[DOCUMENT TEXT]
Deploy AutoMQ on CubeFS

Preface

CubeFS [1] is a next-generation cloud-native storage product, currently an incubating open-source project hosted by CNCF. It is compatible with multiple access protocols such as S3, POSIX, and HDFS, and supports two storage engines: multi-replica and erasure coding. CubeFS offers features like multi-tenancy, multi-AZ deployment, and cross-region replication, making it widely applicable in scenarios such as big data, AI, container platforms, databases, middleware, storage-compute separation, data sharing, and data protection.

AutoMQ's innovative shared storage architecture requires low-cost object storage, and CubeFS supports S3-compatible interfaces. Its ObjectNode provides an S3-compatible object storage interface to operate files within CubeFS. Therefore, you can use open-source tools like S3Browser, S3Cmd, or the native Amazon S3 SDK to manage files in CubeFS. This makes CubeFS highly adaptable to AutoMQ. As a result, you can deploy an AutoMQ cluster to achieve a Kafka-compatible stream system that offers better cost efficiency, extreme elasticity, and single-digit millisecond latency.

This article will introduce how to deploy an AutoMQ cluster on CubeFS in your private data center.

Prerequisites

Prepare a CubeFS cluster

An available CubeFS environment. If you do not have a CubeFS environment yet, you can refer to the official documentation for dependency configuration [3] and setting up a basic CubeFS cluster [4].

The default installation package of CubeFS provides a series of command-line tools for managing the cluster in the build/bin directory. In this article, we will also use these command-line tools for some additional configurations.

Check the cluster status using CubeFS command-line tools to verify if the setup is successful:


# 执行命令
./build/bin/cfs-cli cluster info

# 结果输出
[Cluster]
  Cluster name       : cfs_dev
  Master leader      : 172.16.1.101:17010
  Master-1           : 172.16.1.101:17010
  Master-2           : 172.16.1.102:17010
  Master-3           : 172.16.1.103:17010
  Auto allocate      : Enabled
  MetaNode count (active/total)    : 4/4
  MetaNode used                    : 0 GB
  MetaNode available               : 21 GB
  MetaNode total                   : 21 GB
  DataNode count (active/total)    : 4/4
  DataNode used                    : 44 GB
  DataNode available               : 191 GB
  DataNode total                   : 235 GB
  Volume count       : 2
...

Note: The IP and port of the master node in the CubeFS cluster will be used in the subsequent Object Gateway configuration.

Enable Object Gateway

To enable CubeFS to support object storage protocols, you need to activate the Object Gateway. The role of the Object Gateway is to provide an S3-compatible object storage interface. This allows CubeFS to support both the traditional POSIX file system interface and an S3-compatible object storage interface. By doing so, CubeFS can leverage the advantages of these two common types of interfaces, providing users with a more flexible data storage and access solution. Specifically, once the Object Gateway is enabled, users can use the native Amazon S3 SDK to operate files stored in CubeFS, thus enjoying the convenience of object storage.

Records of labeled boxes:
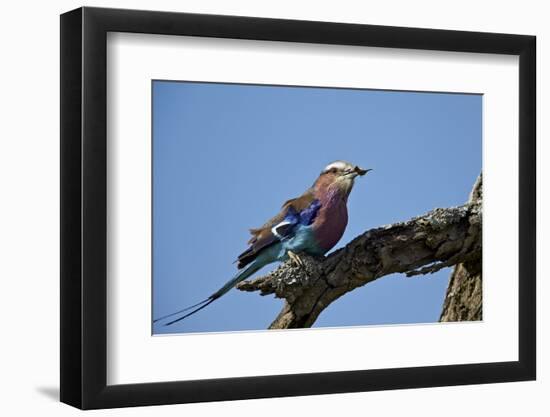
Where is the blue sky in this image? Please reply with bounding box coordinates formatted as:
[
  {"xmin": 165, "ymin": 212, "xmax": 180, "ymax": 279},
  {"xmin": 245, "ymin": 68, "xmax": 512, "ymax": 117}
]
[{"xmin": 153, "ymin": 81, "xmax": 482, "ymax": 334}]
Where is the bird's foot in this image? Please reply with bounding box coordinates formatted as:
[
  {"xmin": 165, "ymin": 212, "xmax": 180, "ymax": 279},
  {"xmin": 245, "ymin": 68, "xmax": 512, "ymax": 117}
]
[{"xmin": 287, "ymin": 250, "xmax": 304, "ymax": 268}]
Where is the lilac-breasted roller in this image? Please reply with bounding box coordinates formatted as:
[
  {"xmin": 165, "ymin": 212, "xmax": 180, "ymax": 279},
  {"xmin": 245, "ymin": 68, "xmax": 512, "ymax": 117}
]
[{"xmin": 154, "ymin": 161, "xmax": 370, "ymax": 326}]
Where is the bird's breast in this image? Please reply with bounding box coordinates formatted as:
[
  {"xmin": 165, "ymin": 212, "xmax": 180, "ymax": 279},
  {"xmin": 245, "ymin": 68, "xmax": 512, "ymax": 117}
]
[{"xmin": 313, "ymin": 199, "xmax": 348, "ymax": 252}]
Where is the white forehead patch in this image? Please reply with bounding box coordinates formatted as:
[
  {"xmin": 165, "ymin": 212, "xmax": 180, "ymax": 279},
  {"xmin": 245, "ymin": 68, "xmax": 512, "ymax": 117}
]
[{"xmin": 323, "ymin": 161, "xmax": 353, "ymax": 172}]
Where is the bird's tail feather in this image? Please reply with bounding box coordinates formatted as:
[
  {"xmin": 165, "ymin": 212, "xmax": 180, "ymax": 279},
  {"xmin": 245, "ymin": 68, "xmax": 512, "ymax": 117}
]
[{"xmin": 153, "ymin": 262, "xmax": 264, "ymax": 326}]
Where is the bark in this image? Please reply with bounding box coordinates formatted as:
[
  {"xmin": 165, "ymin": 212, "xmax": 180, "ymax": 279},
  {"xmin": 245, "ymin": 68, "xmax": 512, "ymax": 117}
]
[
  {"xmin": 237, "ymin": 176, "xmax": 482, "ymax": 329},
  {"xmin": 439, "ymin": 176, "xmax": 483, "ymax": 322}
]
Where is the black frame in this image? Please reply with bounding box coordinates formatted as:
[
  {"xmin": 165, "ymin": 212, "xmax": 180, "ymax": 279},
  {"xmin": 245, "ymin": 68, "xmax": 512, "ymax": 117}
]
[{"xmin": 60, "ymin": 7, "xmax": 536, "ymax": 409}]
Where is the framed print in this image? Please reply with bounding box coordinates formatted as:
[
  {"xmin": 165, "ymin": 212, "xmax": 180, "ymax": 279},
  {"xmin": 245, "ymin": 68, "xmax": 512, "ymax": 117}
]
[{"xmin": 61, "ymin": 8, "xmax": 536, "ymax": 409}]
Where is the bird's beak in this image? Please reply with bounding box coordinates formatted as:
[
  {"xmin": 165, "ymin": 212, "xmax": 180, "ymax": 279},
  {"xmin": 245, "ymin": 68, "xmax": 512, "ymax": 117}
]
[{"xmin": 354, "ymin": 166, "xmax": 372, "ymax": 176}]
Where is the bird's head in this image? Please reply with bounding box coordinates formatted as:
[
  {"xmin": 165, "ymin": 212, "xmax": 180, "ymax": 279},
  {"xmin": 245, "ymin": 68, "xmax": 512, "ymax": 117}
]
[{"xmin": 315, "ymin": 161, "xmax": 372, "ymax": 196}]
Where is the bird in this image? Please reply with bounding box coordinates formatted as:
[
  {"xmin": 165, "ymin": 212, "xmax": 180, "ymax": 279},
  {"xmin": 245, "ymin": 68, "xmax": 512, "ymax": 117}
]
[{"xmin": 153, "ymin": 160, "xmax": 372, "ymax": 326}]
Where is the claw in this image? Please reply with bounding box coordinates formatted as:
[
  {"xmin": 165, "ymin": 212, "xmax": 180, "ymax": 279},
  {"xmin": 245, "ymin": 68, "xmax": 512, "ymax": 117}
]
[{"xmin": 287, "ymin": 250, "xmax": 304, "ymax": 268}]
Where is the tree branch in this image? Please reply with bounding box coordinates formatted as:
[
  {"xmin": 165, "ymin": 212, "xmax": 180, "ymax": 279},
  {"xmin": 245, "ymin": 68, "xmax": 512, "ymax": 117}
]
[{"xmin": 237, "ymin": 177, "xmax": 482, "ymax": 329}]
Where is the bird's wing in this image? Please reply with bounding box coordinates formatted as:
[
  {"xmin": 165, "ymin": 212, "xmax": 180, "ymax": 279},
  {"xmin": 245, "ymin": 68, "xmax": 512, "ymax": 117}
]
[{"xmin": 237, "ymin": 190, "xmax": 320, "ymax": 269}]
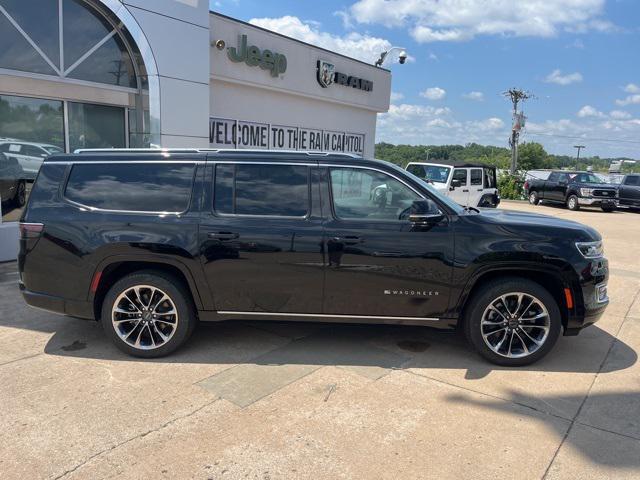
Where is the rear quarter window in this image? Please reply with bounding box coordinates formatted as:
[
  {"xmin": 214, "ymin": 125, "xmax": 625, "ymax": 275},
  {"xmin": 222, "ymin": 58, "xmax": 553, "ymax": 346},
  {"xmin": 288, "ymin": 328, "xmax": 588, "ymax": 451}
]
[{"xmin": 64, "ymin": 163, "xmax": 195, "ymax": 213}]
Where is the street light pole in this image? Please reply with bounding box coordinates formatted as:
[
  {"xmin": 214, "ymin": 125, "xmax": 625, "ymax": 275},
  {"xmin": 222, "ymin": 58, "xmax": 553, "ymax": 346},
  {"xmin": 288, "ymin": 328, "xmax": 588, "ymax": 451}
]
[{"xmin": 573, "ymin": 145, "xmax": 587, "ymax": 170}]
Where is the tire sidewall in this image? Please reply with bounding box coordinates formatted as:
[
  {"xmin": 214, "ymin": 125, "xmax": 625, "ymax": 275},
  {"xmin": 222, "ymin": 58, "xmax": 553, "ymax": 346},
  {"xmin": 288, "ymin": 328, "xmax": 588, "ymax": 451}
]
[
  {"xmin": 464, "ymin": 278, "xmax": 562, "ymax": 367},
  {"xmin": 100, "ymin": 272, "xmax": 196, "ymax": 358}
]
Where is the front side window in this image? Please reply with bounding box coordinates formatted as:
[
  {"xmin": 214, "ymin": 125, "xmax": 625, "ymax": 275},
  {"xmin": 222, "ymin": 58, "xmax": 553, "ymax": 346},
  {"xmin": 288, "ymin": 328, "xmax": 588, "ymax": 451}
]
[
  {"xmin": 453, "ymin": 168, "xmax": 467, "ymax": 187},
  {"xmin": 65, "ymin": 163, "xmax": 195, "ymax": 213},
  {"xmin": 471, "ymin": 168, "xmax": 482, "ymax": 185},
  {"xmin": 330, "ymin": 168, "xmax": 422, "ymax": 221},
  {"xmin": 214, "ymin": 164, "xmax": 309, "ymax": 217}
]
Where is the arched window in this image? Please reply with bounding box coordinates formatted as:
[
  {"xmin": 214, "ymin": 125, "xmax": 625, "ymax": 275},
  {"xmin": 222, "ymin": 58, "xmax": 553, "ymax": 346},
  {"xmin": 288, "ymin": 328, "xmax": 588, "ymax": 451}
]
[{"xmin": 0, "ymin": 0, "xmax": 137, "ymax": 88}]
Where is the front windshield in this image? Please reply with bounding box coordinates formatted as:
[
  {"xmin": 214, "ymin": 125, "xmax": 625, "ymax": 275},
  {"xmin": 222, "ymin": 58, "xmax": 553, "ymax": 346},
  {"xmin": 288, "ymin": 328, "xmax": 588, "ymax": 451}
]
[
  {"xmin": 569, "ymin": 173, "xmax": 603, "ymax": 183},
  {"xmin": 376, "ymin": 159, "xmax": 464, "ymax": 215}
]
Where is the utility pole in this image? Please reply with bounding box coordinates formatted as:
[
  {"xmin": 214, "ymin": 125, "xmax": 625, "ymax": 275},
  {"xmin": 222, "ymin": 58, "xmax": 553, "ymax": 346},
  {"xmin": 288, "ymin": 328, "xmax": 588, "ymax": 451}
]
[
  {"xmin": 502, "ymin": 88, "xmax": 535, "ymax": 175},
  {"xmin": 573, "ymin": 145, "xmax": 587, "ymax": 170}
]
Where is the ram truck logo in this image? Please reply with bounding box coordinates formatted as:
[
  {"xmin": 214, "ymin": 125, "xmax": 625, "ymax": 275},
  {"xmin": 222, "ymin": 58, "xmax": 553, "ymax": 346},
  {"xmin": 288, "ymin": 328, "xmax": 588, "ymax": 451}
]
[{"xmin": 318, "ymin": 60, "xmax": 336, "ymax": 88}]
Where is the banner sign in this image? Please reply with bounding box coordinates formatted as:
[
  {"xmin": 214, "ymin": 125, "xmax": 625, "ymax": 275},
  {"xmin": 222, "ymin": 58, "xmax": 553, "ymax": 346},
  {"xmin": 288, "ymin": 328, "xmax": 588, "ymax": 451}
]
[{"xmin": 209, "ymin": 117, "xmax": 364, "ymax": 155}]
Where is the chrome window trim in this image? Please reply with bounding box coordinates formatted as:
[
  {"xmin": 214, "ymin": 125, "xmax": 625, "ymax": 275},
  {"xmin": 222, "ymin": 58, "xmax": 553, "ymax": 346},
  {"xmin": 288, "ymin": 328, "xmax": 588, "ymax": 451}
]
[{"xmin": 216, "ymin": 310, "xmax": 440, "ymax": 322}]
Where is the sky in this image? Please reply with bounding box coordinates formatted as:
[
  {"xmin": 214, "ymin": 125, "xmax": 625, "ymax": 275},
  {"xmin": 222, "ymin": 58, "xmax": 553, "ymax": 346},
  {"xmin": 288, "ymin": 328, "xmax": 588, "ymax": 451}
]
[{"xmin": 210, "ymin": 0, "xmax": 640, "ymax": 160}]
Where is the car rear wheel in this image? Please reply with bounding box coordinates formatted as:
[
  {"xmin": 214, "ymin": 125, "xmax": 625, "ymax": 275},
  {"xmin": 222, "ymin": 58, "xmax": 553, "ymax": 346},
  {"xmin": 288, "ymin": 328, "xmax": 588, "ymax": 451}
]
[
  {"xmin": 101, "ymin": 271, "xmax": 196, "ymax": 358},
  {"xmin": 465, "ymin": 278, "xmax": 562, "ymax": 367},
  {"xmin": 567, "ymin": 195, "xmax": 580, "ymax": 211}
]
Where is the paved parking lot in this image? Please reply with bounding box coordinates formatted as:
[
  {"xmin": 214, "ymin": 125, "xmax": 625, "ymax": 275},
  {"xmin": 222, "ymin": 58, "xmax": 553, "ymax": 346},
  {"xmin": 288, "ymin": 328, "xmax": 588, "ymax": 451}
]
[{"xmin": 0, "ymin": 202, "xmax": 640, "ymax": 479}]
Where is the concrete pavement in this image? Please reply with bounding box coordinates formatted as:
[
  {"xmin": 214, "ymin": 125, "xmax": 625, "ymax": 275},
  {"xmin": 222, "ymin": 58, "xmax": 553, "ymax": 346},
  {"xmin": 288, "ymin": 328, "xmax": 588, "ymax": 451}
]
[{"xmin": 0, "ymin": 202, "xmax": 640, "ymax": 479}]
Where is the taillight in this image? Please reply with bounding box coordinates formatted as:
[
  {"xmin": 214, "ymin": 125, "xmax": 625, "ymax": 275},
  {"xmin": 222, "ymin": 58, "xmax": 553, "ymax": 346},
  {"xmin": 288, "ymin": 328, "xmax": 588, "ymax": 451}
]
[{"xmin": 20, "ymin": 222, "xmax": 44, "ymax": 239}]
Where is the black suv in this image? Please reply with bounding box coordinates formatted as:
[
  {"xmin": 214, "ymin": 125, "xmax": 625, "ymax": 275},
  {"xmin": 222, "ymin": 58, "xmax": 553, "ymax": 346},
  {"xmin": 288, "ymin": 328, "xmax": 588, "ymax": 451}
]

[TASK PROMPT] Write the next part of the guide on deploying AutoMQ on CubeFS, starting after its final sentence.

[EXERCISE RESPONSE]
To start the Object Gateway, first create the objectnode.json configuration file in the CubeFS root directory. An example content of the objectnode.json configuration file is as follows:


{
     "role": "objectnode", 
     "listen": "17410",
     "domains": [
         "object.cfs.local"
     ],
     "logDir": "/cfs/Logs/objectnode",
     "logLevel": "info",
     "masterAddr": [
         "172.16.1.101:17010",
         "172.16.1.102:17010",
         "172.16.1.103:17010"
     ],
     "exporterPort": 9503,
     "prof": "7013"
}

Note: The IP and port information for masterAddr can be obtained from the CubeFS cluster information in the previous step.

Then use the following command to start the Object Gateway:


nohup ./build/bin/cfs-server -c objectnode.json &

Create CubeFS User

Create a CubeFS user and obtain the AccessKey and Secret AccessKey information.

You can refer to the User Management Documentation[6] for creating and querying the corresponding user information.

CubeFS supports multiple creation methods, such as using the AWS SDK 7 or HTTP request methods. Here, we will demonstrate creating via an HTTP request:

Specify the user ID, password, and type, and request the creation interface:


curl -H "Content-Type:application/json" -X POST --data '{"id":"automq","pwd":"12345","type":3}' "http://172.16.1.101:17010/user/create"

Query user information by user ID:


curl -v "http://10.196.59.198:17010/user/info?user=automq" | python -m json.tool

Response Example


{
     "user_id": "automq",
     "access_key": "UZONf5FF6WKwFCj4",
     "secret_key": "TRZzfPitQkxOLXqPhKMBRrDYUyXXMpWG",
     "policy": {
         "own_vols": ["vol1"],
         "authorized_vols": {
             "ltptest": [
                 "perm:builtin:ReadOnly",
                 "perm:custom:PutObjectAction"
             ]
         }
     },
     "user_type": 3,
     "create_time": "2024-06-06 09:25:04"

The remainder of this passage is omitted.